* [PROMPT] Nothing but the lines from the one with "Where can the dirt road" to the final line should be returned, each exactly as it appears.

* [SOURCE DATA]
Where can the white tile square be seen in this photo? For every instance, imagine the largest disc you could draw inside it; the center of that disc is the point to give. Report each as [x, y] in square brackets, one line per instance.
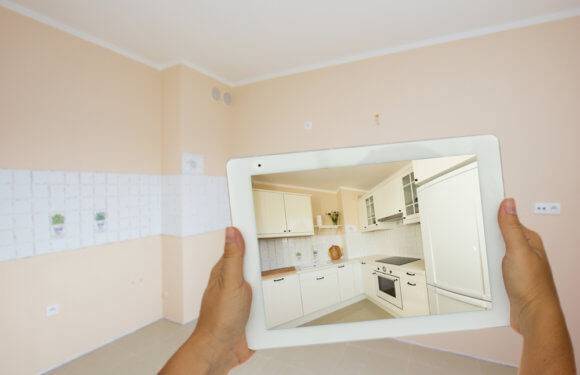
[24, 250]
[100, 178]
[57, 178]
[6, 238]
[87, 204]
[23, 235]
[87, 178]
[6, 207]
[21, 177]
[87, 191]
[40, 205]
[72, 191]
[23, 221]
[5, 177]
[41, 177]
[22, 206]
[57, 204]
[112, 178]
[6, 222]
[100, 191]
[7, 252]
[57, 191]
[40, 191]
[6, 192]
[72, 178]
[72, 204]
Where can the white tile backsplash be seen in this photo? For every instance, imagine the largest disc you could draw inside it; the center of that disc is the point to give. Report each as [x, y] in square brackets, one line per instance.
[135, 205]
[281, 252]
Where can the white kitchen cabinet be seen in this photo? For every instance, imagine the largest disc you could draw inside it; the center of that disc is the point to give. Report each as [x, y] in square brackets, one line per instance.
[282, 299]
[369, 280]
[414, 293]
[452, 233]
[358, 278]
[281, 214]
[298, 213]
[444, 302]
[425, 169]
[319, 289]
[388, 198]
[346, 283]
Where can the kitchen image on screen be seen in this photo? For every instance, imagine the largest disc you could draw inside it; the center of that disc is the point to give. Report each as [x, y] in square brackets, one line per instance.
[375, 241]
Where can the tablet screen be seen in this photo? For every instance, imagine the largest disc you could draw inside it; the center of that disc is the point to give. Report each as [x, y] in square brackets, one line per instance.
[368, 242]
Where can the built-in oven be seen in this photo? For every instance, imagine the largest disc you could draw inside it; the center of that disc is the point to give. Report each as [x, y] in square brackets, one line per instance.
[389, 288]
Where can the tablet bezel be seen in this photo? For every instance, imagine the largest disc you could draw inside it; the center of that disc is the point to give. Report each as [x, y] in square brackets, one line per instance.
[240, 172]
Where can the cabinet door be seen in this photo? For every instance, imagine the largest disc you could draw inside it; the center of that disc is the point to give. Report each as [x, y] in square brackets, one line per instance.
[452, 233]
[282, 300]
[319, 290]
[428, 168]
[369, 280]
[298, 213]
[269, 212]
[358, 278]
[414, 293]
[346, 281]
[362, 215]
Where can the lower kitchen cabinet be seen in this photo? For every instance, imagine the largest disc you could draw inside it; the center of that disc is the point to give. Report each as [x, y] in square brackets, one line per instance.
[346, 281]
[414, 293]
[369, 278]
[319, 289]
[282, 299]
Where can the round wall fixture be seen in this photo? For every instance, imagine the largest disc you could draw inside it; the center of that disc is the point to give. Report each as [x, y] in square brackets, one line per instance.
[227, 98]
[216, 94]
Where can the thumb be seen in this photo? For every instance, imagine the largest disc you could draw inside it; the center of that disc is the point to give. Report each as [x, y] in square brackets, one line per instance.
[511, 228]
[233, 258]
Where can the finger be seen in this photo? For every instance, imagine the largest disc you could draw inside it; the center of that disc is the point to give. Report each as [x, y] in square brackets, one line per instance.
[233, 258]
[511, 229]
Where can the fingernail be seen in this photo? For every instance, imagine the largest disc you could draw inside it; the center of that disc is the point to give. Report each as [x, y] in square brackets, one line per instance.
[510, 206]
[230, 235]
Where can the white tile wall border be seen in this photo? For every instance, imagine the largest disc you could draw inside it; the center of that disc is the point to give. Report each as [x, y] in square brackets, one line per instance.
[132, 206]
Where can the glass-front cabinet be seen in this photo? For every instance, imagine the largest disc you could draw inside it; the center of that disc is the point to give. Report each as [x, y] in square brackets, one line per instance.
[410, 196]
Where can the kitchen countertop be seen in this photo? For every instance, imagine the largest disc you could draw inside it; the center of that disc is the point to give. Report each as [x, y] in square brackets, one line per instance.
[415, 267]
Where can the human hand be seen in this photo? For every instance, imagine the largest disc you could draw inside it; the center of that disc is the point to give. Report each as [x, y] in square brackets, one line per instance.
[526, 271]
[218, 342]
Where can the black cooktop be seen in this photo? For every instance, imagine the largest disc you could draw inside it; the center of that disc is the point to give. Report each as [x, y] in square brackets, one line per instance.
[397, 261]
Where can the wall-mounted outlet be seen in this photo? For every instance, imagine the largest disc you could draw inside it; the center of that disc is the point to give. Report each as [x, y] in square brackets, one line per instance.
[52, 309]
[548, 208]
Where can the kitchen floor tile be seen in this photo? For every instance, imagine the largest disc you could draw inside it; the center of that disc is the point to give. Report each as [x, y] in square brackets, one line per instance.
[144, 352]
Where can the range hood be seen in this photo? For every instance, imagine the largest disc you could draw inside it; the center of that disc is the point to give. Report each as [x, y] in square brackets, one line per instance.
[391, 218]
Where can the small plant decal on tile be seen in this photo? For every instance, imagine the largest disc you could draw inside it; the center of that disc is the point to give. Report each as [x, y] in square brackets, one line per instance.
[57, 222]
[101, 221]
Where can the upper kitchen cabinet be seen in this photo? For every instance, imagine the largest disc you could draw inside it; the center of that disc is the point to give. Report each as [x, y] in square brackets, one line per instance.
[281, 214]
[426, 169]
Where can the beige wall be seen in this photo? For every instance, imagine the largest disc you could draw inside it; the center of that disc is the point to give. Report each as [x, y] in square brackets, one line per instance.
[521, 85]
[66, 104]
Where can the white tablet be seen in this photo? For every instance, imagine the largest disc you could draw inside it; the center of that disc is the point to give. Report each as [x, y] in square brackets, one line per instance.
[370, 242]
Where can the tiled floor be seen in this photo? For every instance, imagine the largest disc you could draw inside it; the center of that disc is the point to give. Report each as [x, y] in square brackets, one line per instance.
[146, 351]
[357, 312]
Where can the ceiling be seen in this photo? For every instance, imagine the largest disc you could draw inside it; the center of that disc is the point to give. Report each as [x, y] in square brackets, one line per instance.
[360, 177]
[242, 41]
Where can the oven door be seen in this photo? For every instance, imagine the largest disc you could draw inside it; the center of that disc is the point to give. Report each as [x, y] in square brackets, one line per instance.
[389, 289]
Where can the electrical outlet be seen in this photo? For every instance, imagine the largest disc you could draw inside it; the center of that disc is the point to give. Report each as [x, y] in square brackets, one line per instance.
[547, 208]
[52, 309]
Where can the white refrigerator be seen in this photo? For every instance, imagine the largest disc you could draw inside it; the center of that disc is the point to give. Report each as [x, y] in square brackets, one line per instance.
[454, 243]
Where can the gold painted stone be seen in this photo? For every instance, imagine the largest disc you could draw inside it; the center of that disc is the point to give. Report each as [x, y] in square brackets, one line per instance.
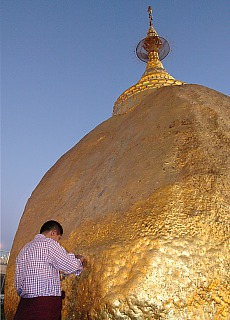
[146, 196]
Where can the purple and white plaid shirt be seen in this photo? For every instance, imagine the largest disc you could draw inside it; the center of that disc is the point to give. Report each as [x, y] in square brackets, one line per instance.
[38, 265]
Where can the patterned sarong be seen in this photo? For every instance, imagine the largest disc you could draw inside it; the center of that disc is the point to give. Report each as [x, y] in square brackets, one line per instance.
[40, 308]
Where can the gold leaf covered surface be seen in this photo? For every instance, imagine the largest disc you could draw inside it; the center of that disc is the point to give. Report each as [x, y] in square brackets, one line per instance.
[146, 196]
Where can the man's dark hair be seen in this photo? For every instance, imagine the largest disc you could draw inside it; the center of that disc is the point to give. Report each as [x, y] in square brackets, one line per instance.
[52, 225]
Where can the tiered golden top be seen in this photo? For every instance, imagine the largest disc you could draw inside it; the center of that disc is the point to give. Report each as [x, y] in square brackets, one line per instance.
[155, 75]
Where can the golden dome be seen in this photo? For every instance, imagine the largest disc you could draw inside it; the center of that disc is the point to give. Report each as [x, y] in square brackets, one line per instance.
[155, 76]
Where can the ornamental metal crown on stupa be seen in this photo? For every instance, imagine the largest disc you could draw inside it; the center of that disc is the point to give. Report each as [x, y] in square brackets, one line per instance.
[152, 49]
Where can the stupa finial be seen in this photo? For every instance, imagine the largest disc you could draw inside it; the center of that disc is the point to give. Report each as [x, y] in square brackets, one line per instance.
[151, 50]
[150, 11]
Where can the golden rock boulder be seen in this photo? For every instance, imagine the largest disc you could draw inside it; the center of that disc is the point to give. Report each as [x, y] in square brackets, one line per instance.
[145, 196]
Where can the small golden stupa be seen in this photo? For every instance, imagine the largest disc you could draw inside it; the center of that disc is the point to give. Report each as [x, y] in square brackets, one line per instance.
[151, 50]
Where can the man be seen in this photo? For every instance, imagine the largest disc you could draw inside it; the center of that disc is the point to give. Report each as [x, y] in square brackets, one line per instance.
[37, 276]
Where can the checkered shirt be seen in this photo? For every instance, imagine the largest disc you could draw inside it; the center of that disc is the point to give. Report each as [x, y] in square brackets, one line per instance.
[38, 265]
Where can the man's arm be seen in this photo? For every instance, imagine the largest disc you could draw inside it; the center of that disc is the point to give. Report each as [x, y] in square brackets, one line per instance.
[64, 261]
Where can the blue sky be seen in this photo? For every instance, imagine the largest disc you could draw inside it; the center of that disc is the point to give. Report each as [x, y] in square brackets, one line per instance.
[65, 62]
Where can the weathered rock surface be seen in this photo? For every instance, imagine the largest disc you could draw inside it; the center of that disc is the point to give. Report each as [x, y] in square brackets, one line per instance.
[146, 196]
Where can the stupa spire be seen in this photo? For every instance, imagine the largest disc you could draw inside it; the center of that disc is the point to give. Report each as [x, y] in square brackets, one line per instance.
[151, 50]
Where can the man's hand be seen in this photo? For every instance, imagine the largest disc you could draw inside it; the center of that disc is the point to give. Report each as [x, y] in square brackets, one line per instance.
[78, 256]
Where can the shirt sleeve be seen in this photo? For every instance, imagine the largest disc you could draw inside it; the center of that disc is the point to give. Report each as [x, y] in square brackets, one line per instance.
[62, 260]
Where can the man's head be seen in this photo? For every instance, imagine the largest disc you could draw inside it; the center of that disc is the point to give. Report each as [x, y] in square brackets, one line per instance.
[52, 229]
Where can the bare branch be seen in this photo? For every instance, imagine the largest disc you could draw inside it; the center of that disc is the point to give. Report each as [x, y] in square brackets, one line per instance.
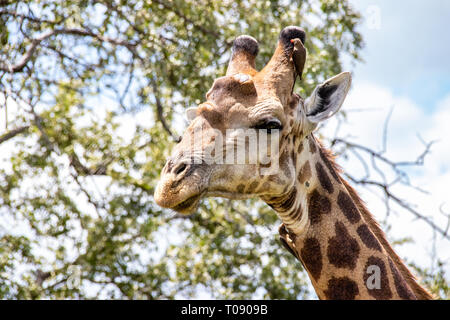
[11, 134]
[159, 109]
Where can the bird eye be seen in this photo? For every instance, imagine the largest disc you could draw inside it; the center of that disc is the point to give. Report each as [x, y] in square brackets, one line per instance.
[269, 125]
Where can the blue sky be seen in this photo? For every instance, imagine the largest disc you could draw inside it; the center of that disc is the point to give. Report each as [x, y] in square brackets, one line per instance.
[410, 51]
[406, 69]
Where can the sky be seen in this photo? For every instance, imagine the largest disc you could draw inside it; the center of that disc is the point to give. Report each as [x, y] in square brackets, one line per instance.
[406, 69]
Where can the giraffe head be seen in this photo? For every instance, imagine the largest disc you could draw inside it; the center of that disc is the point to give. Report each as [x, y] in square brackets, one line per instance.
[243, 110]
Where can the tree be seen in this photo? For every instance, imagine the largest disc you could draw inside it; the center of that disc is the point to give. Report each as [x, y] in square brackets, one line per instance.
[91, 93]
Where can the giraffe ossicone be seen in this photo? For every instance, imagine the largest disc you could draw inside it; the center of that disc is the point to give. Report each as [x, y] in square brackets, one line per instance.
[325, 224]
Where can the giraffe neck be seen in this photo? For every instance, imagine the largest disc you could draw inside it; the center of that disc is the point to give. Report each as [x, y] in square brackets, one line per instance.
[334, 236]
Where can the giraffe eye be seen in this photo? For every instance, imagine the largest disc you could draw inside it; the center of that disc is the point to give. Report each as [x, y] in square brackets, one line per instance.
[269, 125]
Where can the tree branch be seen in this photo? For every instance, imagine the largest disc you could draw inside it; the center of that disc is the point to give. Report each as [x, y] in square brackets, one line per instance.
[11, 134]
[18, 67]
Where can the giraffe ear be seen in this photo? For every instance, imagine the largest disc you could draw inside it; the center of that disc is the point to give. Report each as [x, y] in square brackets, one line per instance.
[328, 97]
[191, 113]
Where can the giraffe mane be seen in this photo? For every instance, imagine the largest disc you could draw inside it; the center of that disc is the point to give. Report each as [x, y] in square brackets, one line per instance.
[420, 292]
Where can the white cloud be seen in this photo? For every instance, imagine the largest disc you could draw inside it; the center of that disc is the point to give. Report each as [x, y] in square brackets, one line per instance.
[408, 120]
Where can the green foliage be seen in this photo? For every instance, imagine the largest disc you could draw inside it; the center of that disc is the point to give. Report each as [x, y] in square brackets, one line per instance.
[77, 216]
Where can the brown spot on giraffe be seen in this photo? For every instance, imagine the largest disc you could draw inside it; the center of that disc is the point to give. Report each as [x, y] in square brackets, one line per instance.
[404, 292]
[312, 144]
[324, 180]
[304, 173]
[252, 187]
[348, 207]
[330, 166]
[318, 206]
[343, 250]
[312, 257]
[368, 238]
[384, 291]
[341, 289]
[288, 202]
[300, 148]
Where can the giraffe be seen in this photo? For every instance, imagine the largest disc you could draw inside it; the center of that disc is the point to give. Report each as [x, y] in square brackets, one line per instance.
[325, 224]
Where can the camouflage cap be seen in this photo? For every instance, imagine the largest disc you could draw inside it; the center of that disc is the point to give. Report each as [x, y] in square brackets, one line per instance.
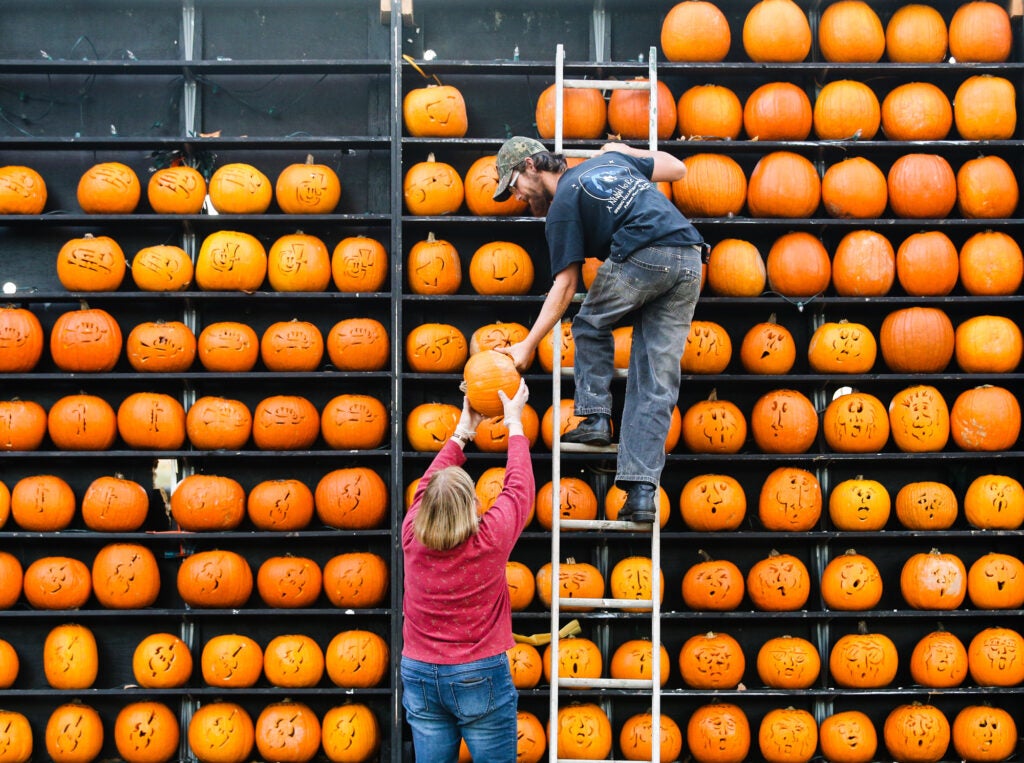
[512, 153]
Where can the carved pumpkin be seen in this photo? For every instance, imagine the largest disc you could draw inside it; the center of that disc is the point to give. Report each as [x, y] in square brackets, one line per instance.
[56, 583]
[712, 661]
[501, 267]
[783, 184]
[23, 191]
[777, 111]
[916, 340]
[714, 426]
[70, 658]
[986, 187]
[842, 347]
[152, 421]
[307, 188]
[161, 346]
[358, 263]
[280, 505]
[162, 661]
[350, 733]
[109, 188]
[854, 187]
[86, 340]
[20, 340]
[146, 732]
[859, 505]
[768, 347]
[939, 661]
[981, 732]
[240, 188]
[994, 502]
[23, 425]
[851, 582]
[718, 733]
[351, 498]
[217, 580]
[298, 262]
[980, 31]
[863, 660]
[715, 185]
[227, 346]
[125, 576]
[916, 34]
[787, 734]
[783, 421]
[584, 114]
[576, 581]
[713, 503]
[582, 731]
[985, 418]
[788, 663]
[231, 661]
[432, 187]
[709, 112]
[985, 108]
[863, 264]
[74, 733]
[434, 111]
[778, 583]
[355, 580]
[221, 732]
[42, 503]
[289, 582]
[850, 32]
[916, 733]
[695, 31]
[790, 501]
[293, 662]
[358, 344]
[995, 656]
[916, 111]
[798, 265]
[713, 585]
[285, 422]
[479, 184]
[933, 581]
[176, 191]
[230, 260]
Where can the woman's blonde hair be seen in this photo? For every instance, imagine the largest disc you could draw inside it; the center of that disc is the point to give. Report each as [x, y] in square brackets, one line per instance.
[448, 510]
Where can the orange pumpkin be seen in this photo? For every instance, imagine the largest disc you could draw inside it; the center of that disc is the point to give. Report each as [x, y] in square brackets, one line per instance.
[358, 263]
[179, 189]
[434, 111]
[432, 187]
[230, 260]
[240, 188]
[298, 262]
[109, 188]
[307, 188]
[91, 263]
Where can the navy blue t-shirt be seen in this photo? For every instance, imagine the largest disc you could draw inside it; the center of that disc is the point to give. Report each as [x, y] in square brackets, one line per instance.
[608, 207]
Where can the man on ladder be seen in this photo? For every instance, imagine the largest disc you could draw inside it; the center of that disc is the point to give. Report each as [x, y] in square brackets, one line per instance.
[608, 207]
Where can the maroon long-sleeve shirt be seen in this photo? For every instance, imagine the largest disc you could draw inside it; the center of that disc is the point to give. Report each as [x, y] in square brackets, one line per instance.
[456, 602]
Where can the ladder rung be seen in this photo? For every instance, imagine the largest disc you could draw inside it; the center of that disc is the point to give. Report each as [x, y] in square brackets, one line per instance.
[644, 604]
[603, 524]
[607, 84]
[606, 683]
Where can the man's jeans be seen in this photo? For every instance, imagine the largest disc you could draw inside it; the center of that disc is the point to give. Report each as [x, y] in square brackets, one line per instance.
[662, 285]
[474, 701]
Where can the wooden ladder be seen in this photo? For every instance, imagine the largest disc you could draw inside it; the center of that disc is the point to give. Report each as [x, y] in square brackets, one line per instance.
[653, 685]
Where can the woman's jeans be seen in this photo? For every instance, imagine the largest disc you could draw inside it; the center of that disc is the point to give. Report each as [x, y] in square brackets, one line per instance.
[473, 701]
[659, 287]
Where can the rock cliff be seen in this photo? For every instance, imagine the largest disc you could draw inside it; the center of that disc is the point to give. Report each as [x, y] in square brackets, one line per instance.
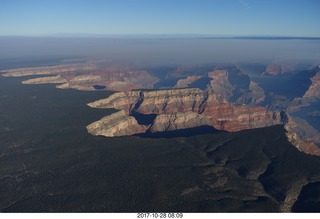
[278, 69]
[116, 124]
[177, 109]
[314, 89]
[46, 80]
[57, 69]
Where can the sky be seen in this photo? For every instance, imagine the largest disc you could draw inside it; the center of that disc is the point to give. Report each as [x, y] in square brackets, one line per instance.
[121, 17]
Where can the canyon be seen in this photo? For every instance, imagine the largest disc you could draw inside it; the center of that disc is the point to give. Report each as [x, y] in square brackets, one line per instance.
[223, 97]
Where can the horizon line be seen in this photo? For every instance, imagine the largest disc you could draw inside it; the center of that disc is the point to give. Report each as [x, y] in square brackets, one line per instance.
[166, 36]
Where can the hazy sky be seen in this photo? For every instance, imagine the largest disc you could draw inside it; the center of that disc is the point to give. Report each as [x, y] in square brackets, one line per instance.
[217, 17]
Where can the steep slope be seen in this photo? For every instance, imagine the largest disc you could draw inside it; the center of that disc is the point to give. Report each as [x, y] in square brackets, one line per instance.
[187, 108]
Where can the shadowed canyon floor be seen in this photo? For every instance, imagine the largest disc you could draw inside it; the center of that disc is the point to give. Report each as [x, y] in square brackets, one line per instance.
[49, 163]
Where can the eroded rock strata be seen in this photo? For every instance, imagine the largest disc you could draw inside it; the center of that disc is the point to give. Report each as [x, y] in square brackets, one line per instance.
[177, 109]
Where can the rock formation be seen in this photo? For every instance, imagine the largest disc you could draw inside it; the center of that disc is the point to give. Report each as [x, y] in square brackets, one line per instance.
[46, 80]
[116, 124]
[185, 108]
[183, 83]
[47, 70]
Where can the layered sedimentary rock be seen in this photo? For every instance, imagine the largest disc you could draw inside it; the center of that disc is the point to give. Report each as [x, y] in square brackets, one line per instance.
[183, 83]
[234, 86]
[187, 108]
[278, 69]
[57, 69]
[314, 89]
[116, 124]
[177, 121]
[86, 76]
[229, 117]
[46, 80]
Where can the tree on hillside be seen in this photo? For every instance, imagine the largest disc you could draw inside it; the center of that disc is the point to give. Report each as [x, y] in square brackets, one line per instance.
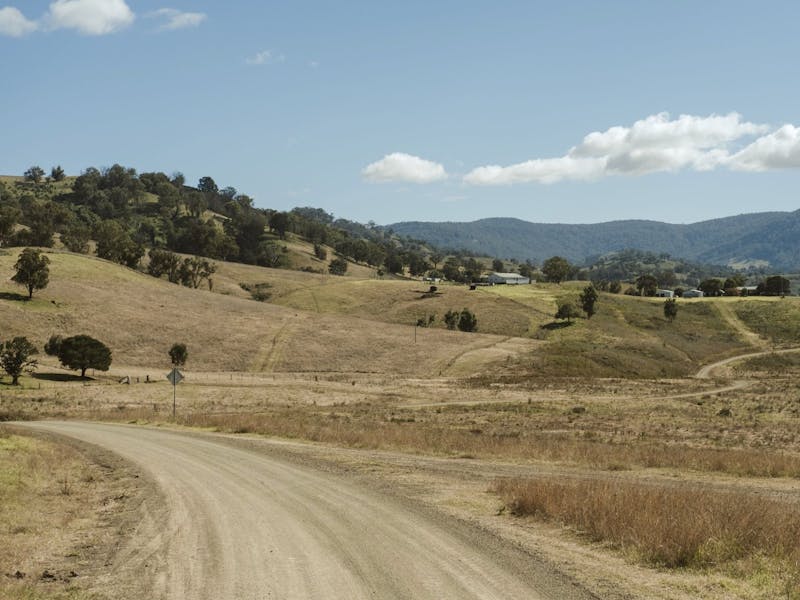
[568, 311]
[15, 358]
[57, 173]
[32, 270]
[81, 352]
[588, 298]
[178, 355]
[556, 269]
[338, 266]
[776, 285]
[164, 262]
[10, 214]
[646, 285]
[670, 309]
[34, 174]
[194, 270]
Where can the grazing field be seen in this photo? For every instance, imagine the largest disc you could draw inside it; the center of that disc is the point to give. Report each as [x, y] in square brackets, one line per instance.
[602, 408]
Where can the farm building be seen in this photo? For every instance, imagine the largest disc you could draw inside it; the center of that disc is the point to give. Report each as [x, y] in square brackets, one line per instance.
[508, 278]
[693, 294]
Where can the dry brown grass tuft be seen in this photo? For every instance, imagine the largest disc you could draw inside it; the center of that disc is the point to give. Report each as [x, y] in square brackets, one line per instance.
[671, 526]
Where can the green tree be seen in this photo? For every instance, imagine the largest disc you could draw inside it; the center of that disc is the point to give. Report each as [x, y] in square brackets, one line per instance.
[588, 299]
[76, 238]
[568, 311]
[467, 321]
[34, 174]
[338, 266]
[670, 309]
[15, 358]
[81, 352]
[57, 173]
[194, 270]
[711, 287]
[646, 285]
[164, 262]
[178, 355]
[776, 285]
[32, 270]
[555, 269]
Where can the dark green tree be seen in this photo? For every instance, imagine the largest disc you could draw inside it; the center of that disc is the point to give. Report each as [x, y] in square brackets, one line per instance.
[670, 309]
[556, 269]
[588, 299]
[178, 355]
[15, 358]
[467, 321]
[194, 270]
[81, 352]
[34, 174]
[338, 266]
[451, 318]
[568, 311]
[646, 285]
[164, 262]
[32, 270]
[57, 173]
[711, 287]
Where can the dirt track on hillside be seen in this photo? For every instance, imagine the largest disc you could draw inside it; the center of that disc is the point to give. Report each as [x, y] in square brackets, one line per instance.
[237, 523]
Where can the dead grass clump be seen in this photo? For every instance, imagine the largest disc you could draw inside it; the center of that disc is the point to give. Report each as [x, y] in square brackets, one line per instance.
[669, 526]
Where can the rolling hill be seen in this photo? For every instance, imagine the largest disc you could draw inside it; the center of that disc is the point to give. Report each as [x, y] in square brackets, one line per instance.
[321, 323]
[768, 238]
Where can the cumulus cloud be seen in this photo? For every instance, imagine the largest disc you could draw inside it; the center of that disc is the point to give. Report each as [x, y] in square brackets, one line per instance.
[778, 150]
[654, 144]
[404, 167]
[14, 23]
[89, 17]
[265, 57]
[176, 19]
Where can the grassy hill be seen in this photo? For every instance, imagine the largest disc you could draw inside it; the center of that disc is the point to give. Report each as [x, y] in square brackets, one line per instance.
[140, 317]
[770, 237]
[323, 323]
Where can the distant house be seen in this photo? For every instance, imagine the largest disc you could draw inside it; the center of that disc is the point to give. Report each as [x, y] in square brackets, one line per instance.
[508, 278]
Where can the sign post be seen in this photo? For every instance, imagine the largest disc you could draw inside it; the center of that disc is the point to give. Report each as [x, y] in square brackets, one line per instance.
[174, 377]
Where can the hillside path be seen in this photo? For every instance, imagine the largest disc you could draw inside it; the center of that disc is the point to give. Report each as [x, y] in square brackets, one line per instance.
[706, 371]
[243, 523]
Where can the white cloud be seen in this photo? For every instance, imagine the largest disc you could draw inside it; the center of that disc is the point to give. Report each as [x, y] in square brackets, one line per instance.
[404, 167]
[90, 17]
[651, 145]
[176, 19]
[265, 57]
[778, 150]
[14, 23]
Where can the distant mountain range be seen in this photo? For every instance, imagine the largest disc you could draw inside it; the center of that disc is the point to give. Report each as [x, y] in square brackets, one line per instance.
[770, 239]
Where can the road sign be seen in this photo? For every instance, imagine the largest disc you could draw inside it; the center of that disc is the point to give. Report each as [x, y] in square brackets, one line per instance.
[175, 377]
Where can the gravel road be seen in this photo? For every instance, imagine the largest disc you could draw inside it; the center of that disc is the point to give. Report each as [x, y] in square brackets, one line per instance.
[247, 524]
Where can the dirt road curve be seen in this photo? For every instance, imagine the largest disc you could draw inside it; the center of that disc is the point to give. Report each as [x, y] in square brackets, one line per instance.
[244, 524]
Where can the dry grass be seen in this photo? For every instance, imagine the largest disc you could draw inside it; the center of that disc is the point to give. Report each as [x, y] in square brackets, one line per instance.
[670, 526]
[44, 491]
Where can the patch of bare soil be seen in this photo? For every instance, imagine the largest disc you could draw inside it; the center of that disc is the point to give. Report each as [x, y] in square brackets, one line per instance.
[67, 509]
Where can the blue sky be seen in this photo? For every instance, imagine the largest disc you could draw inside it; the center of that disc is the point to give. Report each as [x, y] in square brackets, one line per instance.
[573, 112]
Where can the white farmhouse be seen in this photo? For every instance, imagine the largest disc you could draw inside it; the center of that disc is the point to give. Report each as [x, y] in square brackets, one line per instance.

* [ANSWER BELOW]
Where can the dirt road curve be seen in this photo? For every instance, imagine the largest disc you could draw inside it; the center of that disc is the point to give. Report each as [x, y] in square brackets, one line per instance.
[244, 524]
Where can the dry grass be seen in this photo? For every instance, imagine the largest disc you could draw inside it; the center of that disc is the point to give. Report each as [x, y] in square brackets, one line per instance.
[670, 526]
[44, 491]
Where can the patch of bare soil be seen in this photo? For every instance, imagine the largest disc you could draw inside it; the center of that disc is the point to give. Report each as [x, y] in square brackets, one line per instance.
[67, 509]
Where can the blue sky be seen in this photo? For every instance, imagine the largest disc you could draw inside it; the center of that disc is the point to give. Report each as [x, y] in square brackets, one line per instance.
[573, 112]
Where can the white farmhouse be seen in this photo? For every instance, imagine the largest disc you could draw inside it; the center of that disc is the point to give. Report each as [x, y] in square brackets, one line per instance.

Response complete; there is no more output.